● **Material to process**
------------------------------------------------------------

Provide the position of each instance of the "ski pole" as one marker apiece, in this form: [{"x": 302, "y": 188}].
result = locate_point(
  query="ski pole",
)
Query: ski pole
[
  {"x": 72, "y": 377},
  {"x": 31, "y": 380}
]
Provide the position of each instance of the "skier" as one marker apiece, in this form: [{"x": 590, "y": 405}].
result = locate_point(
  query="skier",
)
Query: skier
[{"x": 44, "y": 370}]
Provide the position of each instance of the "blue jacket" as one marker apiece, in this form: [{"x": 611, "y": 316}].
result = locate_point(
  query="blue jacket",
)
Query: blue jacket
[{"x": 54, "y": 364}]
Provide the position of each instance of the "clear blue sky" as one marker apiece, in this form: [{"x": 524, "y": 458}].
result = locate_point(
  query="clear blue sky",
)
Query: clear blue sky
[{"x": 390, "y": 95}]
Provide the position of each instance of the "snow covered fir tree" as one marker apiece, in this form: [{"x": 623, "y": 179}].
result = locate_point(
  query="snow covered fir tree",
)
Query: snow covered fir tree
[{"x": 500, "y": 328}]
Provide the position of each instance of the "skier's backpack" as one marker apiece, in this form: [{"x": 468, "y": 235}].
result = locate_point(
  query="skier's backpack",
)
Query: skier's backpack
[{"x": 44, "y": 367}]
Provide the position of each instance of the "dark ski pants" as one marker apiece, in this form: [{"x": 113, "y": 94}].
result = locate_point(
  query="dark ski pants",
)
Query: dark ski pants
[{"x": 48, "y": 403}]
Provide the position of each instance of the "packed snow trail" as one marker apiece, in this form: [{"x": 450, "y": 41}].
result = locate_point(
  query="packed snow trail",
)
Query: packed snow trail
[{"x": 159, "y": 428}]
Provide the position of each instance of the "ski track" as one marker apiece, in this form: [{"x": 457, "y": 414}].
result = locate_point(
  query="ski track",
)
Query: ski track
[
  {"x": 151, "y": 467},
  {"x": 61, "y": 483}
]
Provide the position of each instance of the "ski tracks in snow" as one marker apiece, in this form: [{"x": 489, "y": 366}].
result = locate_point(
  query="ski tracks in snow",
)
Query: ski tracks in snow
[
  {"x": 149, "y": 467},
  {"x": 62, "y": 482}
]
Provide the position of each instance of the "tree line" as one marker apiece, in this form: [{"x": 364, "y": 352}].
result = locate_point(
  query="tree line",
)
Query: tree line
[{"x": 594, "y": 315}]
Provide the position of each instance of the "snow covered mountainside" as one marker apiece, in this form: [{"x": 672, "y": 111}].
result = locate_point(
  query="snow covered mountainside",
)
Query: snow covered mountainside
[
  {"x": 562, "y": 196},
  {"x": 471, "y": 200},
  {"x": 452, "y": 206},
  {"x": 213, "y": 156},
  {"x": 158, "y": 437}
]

------------------------------------------------------------

● **Written request**
Each line of the material should be echoed exactly.

● **Solution to this exercise**
Provide the position of each instance of the "ski pole" as one marker apiece, in this form: [{"x": 302, "y": 188}].
result = locate_point(
  query="ski pole",
)
Query: ski pole
[
  {"x": 72, "y": 377},
  {"x": 31, "y": 380}
]
Provide the position of each instance of the "skier" as one marker apiece, in this form: [{"x": 590, "y": 405}].
result = locate_point(
  query="skier",
)
Query: skier
[{"x": 44, "y": 370}]
Provide the position of each instance of the "blue jacket" as one marker apiece, in this form: [{"x": 611, "y": 316}].
result = locate_point(
  query="blue jacket",
)
Query: blue jacket
[{"x": 54, "y": 364}]
Provide the position of each instance of the "clear blue sky" as one marker apiece, in this form: [{"x": 524, "y": 458}].
result = locate_point(
  query="clear blue sky",
)
Query: clear blue sky
[{"x": 390, "y": 95}]
Provide the position of each instance of the "snow covered fir tree" as one marker apiece, in this form: [{"x": 623, "y": 179}].
result = locate_point(
  query="snow covered fir tree",
)
Query: snow covered fir tree
[{"x": 500, "y": 328}]
Provide the position of each instance of the "skier's backpack" as one marker apiece, in this form: [{"x": 468, "y": 235}].
result = locate_point(
  query="skier's backpack",
)
Query: skier's backpack
[{"x": 44, "y": 367}]
Provide the position of each instance of the "dark ski pants" as one marker apiece, in this form: [{"x": 113, "y": 94}].
result = locate_point(
  query="dark ski pants",
)
Query: dark ski pants
[{"x": 48, "y": 403}]
Provide the position of each instance of the "packed snow trail" as one marker apiece, in this form: [{"x": 450, "y": 41}].
result = locate_point(
  query="packed snow trail",
)
Query: packed snow trail
[{"x": 159, "y": 428}]
Provide the position of each instance of the "ski track" as one marker apiece, in this form: [{"x": 457, "y": 414}].
result = locate_point(
  query="ski track",
)
Query: ski track
[
  {"x": 151, "y": 467},
  {"x": 61, "y": 483}
]
Provide the position of each instance of the "ski tracks in snow" as one marker apiece, in this form: [{"x": 489, "y": 366}].
result = locate_point(
  query="ski tracks in snow",
)
Query: ski tracks in snow
[
  {"x": 149, "y": 467},
  {"x": 62, "y": 482}
]
Provide the position of each instance of the "tree line" as one marker apiece, in this form: [{"x": 364, "y": 352}].
result = locate_point(
  query="tree line",
)
Query: tree line
[{"x": 594, "y": 315}]
Provide the position of each instance of the "snow covered mountainside" as one marker apiece, in this form: [{"x": 672, "y": 111}].
result = locate_point(
  query="snow covered mountainside",
)
Query: snow covered mountainside
[
  {"x": 562, "y": 196},
  {"x": 471, "y": 200},
  {"x": 452, "y": 206},
  {"x": 213, "y": 156},
  {"x": 158, "y": 437}
]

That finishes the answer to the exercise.